→ **WHAT NEEDS TO BE DONE**
In the records below, how many lines contain the string "laboratory"? Reply with the number alone.

====

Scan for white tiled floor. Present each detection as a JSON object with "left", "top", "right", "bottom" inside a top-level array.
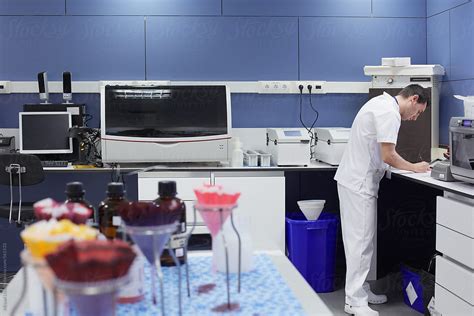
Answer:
[
  {"left": 318, "top": 274, "right": 422, "bottom": 316},
  {"left": 319, "top": 289, "right": 422, "bottom": 316}
]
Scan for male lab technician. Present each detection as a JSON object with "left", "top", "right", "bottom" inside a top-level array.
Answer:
[{"left": 334, "top": 84, "right": 429, "bottom": 316}]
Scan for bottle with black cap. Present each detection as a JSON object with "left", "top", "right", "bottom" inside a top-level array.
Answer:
[
  {"left": 98, "top": 182, "right": 128, "bottom": 239},
  {"left": 65, "top": 182, "right": 97, "bottom": 224},
  {"left": 153, "top": 181, "right": 186, "bottom": 266}
]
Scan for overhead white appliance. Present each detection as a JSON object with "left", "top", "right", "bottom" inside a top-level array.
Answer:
[
  {"left": 313, "top": 127, "right": 351, "bottom": 166},
  {"left": 267, "top": 128, "right": 311, "bottom": 166},
  {"left": 364, "top": 63, "right": 444, "bottom": 162}
]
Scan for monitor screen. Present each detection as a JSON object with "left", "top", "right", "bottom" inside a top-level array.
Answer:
[{"left": 20, "top": 112, "right": 72, "bottom": 154}]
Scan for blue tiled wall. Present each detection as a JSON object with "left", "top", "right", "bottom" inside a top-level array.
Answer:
[
  {"left": 427, "top": 0, "right": 474, "bottom": 144},
  {"left": 146, "top": 17, "right": 298, "bottom": 81},
  {"left": 426, "top": 0, "right": 471, "bottom": 17},
  {"left": 372, "top": 0, "right": 426, "bottom": 18},
  {"left": 0, "top": 0, "right": 427, "bottom": 127}
]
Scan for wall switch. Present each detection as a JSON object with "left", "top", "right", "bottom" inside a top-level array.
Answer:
[
  {"left": 0, "top": 81, "right": 10, "bottom": 94},
  {"left": 258, "top": 81, "right": 292, "bottom": 94},
  {"left": 294, "top": 81, "right": 326, "bottom": 94}
]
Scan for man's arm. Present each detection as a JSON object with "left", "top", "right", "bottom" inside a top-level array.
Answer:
[{"left": 380, "top": 143, "right": 430, "bottom": 172}]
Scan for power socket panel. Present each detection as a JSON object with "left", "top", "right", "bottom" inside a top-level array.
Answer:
[
  {"left": 258, "top": 81, "right": 293, "bottom": 94},
  {"left": 0, "top": 81, "right": 11, "bottom": 94}
]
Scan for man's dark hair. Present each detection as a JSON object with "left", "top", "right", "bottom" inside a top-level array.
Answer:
[{"left": 398, "top": 84, "right": 431, "bottom": 107}]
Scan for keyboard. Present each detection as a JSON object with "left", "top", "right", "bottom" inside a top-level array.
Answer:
[{"left": 41, "top": 160, "right": 69, "bottom": 168}]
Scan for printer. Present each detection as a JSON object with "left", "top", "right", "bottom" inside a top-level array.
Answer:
[
  {"left": 0, "top": 136, "right": 15, "bottom": 154},
  {"left": 313, "top": 127, "right": 351, "bottom": 166},
  {"left": 267, "top": 128, "right": 311, "bottom": 166}
]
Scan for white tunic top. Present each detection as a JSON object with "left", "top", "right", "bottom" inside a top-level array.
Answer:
[{"left": 334, "top": 92, "right": 401, "bottom": 196}]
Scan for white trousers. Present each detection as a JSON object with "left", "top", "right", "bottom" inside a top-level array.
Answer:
[{"left": 337, "top": 184, "right": 377, "bottom": 306}]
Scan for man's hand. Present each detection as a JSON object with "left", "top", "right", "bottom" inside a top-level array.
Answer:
[
  {"left": 411, "top": 161, "right": 431, "bottom": 173},
  {"left": 380, "top": 143, "right": 430, "bottom": 173}
]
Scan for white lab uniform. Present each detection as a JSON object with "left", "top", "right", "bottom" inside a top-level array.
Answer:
[{"left": 334, "top": 93, "right": 401, "bottom": 306}]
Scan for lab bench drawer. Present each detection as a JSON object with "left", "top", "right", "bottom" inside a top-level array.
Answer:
[
  {"left": 435, "top": 284, "right": 474, "bottom": 316},
  {"left": 138, "top": 176, "right": 211, "bottom": 200},
  {"left": 436, "top": 224, "right": 474, "bottom": 269},
  {"left": 184, "top": 201, "right": 206, "bottom": 226},
  {"left": 436, "top": 196, "right": 474, "bottom": 238},
  {"left": 436, "top": 257, "right": 474, "bottom": 305}
]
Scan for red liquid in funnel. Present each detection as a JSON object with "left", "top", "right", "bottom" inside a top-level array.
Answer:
[
  {"left": 199, "top": 209, "right": 231, "bottom": 237},
  {"left": 197, "top": 283, "right": 216, "bottom": 295},
  {"left": 69, "top": 293, "right": 116, "bottom": 316},
  {"left": 130, "top": 233, "right": 171, "bottom": 264},
  {"left": 211, "top": 303, "right": 240, "bottom": 313}
]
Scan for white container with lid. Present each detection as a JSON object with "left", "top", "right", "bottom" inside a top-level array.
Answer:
[
  {"left": 454, "top": 95, "right": 474, "bottom": 118},
  {"left": 256, "top": 150, "right": 272, "bottom": 167},
  {"left": 230, "top": 137, "right": 244, "bottom": 167},
  {"left": 244, "top": 150, "right": 258, "bottom": 167}
]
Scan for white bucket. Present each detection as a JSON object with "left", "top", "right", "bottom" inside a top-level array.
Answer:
[{"left": 297, "top": 200, "right": 326, "bottom": 221}]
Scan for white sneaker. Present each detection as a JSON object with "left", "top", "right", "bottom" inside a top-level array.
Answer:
[
  {"left": 362, "top": 282, "right": 387, "bottom": 305},
  {"left": 344, "top": 304, "right": 379, "bottom": 316}
]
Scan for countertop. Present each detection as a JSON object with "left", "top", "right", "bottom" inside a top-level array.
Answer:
[
  {"left": 4, "top": 251, "right": 334, "bottom": 315},
  {"left": 386, "top": 169, "right": 474, "bottom": 199},
  {"left": 44, "top": 161, "right": 337, "bottom": 172}
]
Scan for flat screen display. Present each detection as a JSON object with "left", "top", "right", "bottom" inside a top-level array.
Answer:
[
  {"left": 19, "top": 112, "right": 72, "bottom": 154},
  {"left": 451, "top": 132, "right": 474, "bottom": 170}
]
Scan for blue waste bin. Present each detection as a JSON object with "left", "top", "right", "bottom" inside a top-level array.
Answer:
[
  {"left": 286, "top": 212, "right": 339, "bottom": 293},
  {"left": 400, "top": 265, "right": 435, "bottom": 315}
]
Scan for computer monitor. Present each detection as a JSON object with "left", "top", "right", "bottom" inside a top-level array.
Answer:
[{"left": 19, "top": 112, "right": 73, "bottom": 154}]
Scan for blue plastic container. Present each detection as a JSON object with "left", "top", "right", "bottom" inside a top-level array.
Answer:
[
  {"left": 400, "top": 266, "right": 425, "bottom": 314},
  {"left": 286, "top": 212, "right": 339, "bottom": 293}
]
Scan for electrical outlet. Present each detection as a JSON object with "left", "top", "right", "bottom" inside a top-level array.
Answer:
[
  {"left": 258, "top": 81, "right": 291, "bottom": 94},
  {"left": 0, "top": 81, "right": 10, "bottom": 94},
  {"left": 294, "top": 81, "right": 326, "bottom": 94}
]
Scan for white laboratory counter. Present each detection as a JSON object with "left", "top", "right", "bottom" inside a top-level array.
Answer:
[{"left": 4, "top": 251, "right": 334, "bottom": 316}]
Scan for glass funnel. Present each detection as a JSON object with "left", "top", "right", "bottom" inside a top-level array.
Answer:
[
  {"left": 188, "top": 203, "right": 242, "bottom": 312},
  {"left": 125, "top": 221, "right": 182, "bottom": 315}
]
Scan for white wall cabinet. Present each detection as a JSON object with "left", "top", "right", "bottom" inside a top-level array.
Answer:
[
  {"left": 138, "top": 171, "right": 285, "bottom": 252},
  {"left": 435, "top": 194, "right": 474, "bottom": 316},
  {"left": 215, "top": 172, "right": 285, "bottom": 253}
]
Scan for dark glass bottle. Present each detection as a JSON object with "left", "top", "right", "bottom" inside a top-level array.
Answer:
[
  {"left": 64, "top": 182, "right": 97, "bottom": 224},
  {"left": 98, "top": 182, "right": 128, "bottom": 239},
  {"left": 154, "top": 181, "right": 186, "bottom": 266}
]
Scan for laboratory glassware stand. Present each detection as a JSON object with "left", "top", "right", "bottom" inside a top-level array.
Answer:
[
  {"left": 11, "top": 250, "right": 58, "bottom": 316},
  {"left": 55, "top": 274, "right": 129, "bottom": 316},
  {"left": 184, "top": 203, "right": 242, "bottom": 311}
]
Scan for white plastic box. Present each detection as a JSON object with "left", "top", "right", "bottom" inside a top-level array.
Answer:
[
  {"left": 454, "top": 95, "right": 474, "bottom": 118},
  {"left": 256, "top": 150, "right": 272, "bottom": 167},
  {"left": 244, "top": 149, "right": 258, "bottom": 167}
]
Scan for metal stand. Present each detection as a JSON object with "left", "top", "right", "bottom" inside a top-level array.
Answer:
[
  {"left": 190, "top": 204, "right": 242, "bottom": 310},
  {"left": 125, "top": 222, "right": 184, "bottom": 315},
  {"left": 55, "top": 275, "right": 129, "bottom": 316}
]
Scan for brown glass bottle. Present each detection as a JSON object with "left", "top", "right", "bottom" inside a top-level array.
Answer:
[
  {"left": 64, "top": 182, "right": 97, "bottom": 224},
  {"left": 98, "top": 182, "right": 128, "bottom": 239},
  {"left": 153, "top": 181, "right": 186, "bottom": 266}
]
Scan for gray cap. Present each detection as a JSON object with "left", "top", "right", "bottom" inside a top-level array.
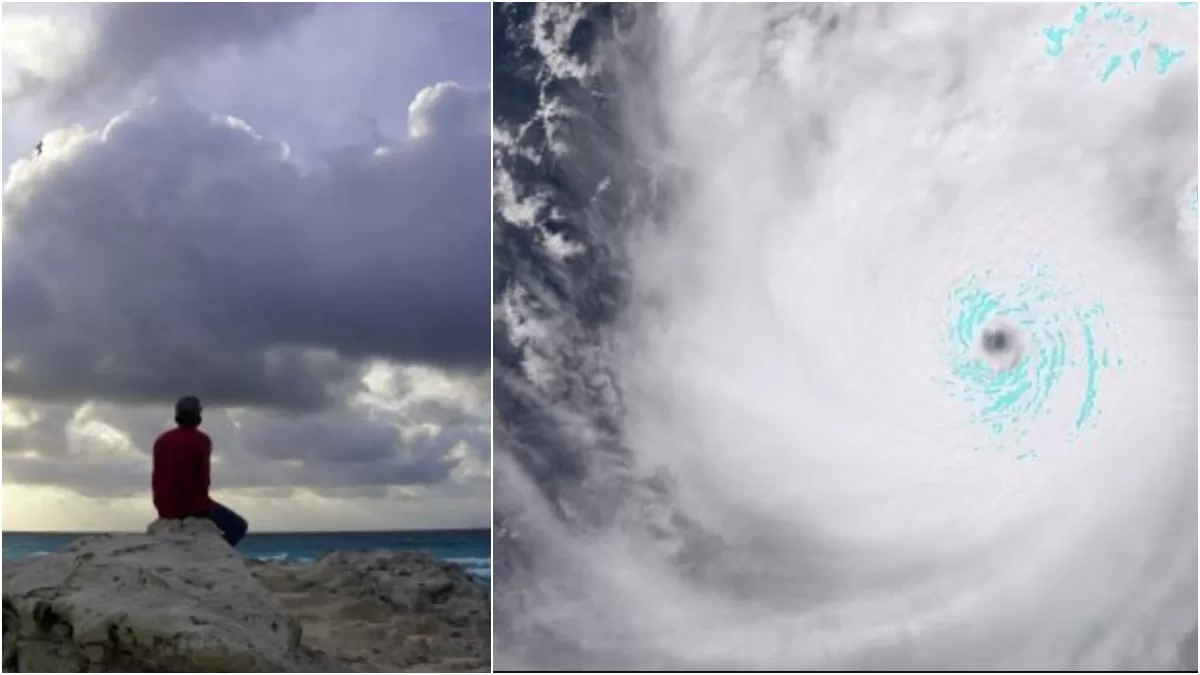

====

→ **RIGHT ANSWER**
2